→ Your objective:
Nothing but the lines from the one showing "Wildlife camera-trap request: tag the gray" through the final line of the data below belongs in the answer, duplicated exactly and without pictures.

Point-per-instance localization data
==============================
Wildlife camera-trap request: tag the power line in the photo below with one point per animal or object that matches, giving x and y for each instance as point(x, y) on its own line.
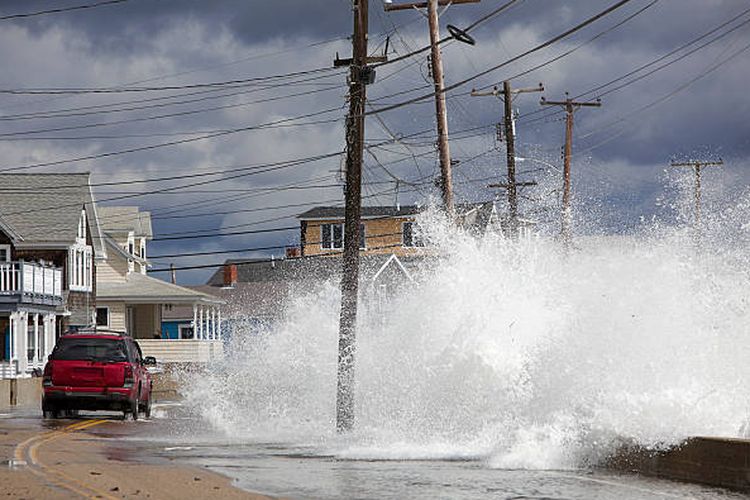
point(653, 62)
point(12, 135)
point(124, 90)
point(537, 48)
point(223, 133)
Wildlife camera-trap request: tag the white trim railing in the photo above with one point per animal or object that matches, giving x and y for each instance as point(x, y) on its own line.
point(30, 279)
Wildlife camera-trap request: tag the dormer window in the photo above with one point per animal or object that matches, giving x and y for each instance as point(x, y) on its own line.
point(332, 236)
point(81, 236)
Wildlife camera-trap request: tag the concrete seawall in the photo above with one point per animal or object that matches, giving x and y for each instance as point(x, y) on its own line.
point(722, 462)
point(20, 393)
point(27, 392)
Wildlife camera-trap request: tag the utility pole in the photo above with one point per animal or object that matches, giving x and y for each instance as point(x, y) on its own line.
point(511, 187)
point(439, 85)
point(360, 75)
point(570, 107)
point(697, 167)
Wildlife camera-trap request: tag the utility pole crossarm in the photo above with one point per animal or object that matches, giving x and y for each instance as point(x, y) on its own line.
point(517, 184)
point(441, 115)
point(506, 94)
point(570, 107)
point(698, 164)
point(498, 93)
point(388, 7)
point(594, 104)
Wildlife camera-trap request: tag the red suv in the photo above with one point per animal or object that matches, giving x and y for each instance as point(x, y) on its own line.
point(97, 370)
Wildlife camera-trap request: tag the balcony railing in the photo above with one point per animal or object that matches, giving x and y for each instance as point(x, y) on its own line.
point(30, 282)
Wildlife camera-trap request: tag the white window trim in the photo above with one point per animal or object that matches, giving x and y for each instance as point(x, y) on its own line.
point(341, 224)
point(80, 268)
point(185, 327)
point(81, 235)
point(109, 316)
point(7, 252)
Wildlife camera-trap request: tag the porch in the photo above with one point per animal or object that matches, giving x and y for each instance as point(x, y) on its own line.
point(27, 338)
point(29, 294)
point(183, 350)
point(30, 283)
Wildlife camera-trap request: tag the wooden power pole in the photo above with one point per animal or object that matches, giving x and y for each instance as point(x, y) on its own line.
point(511, 186)
point(360, 75)
point(697, 167)
point(439, 85)
point(570, 106)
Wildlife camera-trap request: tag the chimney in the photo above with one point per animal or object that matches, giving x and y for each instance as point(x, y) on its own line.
point(230, 275)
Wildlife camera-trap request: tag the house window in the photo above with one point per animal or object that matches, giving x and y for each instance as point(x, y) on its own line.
point(80, 266)
point(186, 331)
point(410, 235)
point(332, 236)
point(102, 316)
point(4, 253)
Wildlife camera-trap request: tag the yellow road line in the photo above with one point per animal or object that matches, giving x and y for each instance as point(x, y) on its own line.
point(31, 447)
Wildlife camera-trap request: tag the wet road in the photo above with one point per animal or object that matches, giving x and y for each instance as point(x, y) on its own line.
point(278, 469)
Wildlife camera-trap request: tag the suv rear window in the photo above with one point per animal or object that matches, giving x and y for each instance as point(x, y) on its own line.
point(103, 350)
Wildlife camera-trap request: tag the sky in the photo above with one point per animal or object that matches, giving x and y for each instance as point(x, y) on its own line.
point(692, 104)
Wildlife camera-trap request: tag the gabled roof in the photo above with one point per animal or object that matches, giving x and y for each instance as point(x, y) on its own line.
point(313, 268)
point(378, 211)
point(44, 209)
point(9, 231)
point(124, 220)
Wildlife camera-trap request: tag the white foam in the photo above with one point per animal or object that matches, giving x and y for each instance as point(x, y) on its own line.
point(513, 353)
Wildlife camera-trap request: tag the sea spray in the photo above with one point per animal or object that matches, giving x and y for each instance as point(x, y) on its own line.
point(515, 353)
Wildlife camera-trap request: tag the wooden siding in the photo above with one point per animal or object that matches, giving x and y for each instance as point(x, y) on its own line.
point(383, 236)
point(147, 321)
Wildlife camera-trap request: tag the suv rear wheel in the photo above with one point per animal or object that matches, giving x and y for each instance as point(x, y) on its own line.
point(49, 411)
point(146, 408)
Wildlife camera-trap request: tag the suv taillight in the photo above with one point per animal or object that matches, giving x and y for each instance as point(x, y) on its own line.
point(47, 376)
point(128, 376)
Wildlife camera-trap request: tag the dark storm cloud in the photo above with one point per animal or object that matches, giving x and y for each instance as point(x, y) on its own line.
point(620, 151)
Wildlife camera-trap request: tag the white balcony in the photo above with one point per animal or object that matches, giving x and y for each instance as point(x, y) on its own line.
point(29, 282)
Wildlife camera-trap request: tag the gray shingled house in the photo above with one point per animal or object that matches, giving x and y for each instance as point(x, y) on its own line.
point(129, 300)
point(256, 293)
point(49, 243)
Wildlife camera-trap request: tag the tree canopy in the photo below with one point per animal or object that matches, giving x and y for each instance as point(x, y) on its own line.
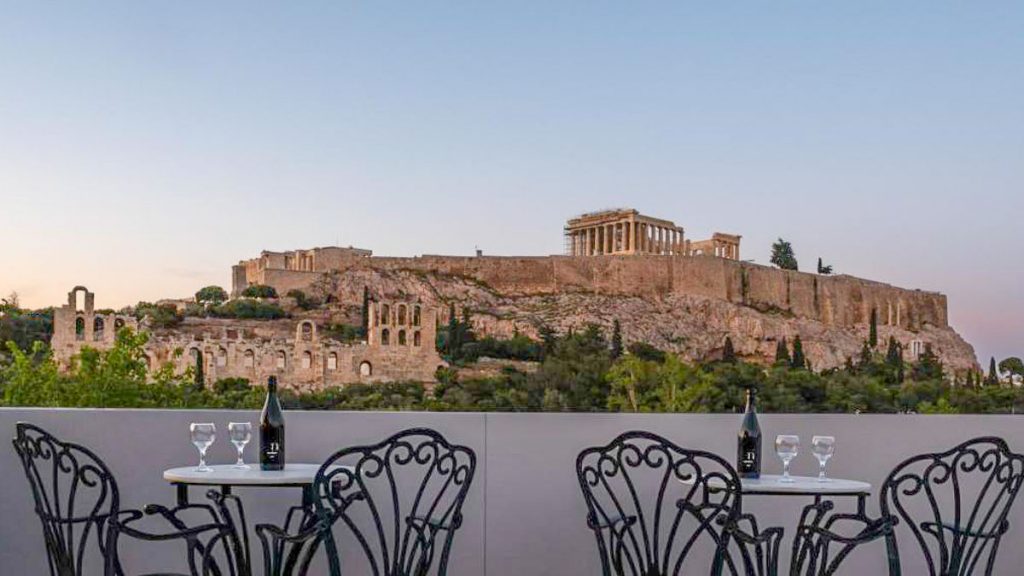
point(782, 255)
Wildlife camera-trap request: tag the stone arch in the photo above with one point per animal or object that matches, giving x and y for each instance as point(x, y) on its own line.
point(198, 364)
point(86, 299)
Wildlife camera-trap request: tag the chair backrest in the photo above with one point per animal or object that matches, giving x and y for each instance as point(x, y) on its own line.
point(955, 503)
point(400, 500)
point(76, 497)
point(651, 503)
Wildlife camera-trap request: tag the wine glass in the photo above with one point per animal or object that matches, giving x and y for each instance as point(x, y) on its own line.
point(786, 446)
point(241, 434)
point(823, 448)
point(203, 436)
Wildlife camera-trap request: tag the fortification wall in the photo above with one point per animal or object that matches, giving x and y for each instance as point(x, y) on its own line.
point(839, 300)
point(834, 300)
==============================
→ Result:
Wildlife camera-trap request: tag the gray shingled house in the photo above with one point per animal or object that matches, giving x and y for each instance as point(x, y) on its own line.
point(129, 300)
point(256, 293)
point(49, 243)
Wildlife camera-trap request: tag the tree canopy in the photo below with one point per animal or object that matches, giving x and y for each instance as point(x, y) on its own line.
point(782, 255)
Wildlife camera-trap request: tag the stone arch in the photo above with one point per animal or object that matches, giving x and y for each instance as point(x, y) on its own line.
point(198, 364)
point(86, 299)
Wildlife camera-trap request: tag the chair backrest in the photo above with one point per animal or object that matches, giving x and y for each instance as point(x, y) on its own line.
point(955, 503)
point(400, 500)
point(76, 497)
point(651, 503)
Wildlife camera-trap request: tag the wine glass in the photo above with one point per animal or object that matches, giving x and y for each instance as point(x, y) on its own line.
point(786, 446)
point(241, 434)
point(823, 448)
point(203, 436)
Wildlife camera-trap request: tag the fortification wall in the photo above with one point per animal or object that matches, giving x and y for each instance as point(x, y) on its own line.
point(839, 300)
point(834, 300)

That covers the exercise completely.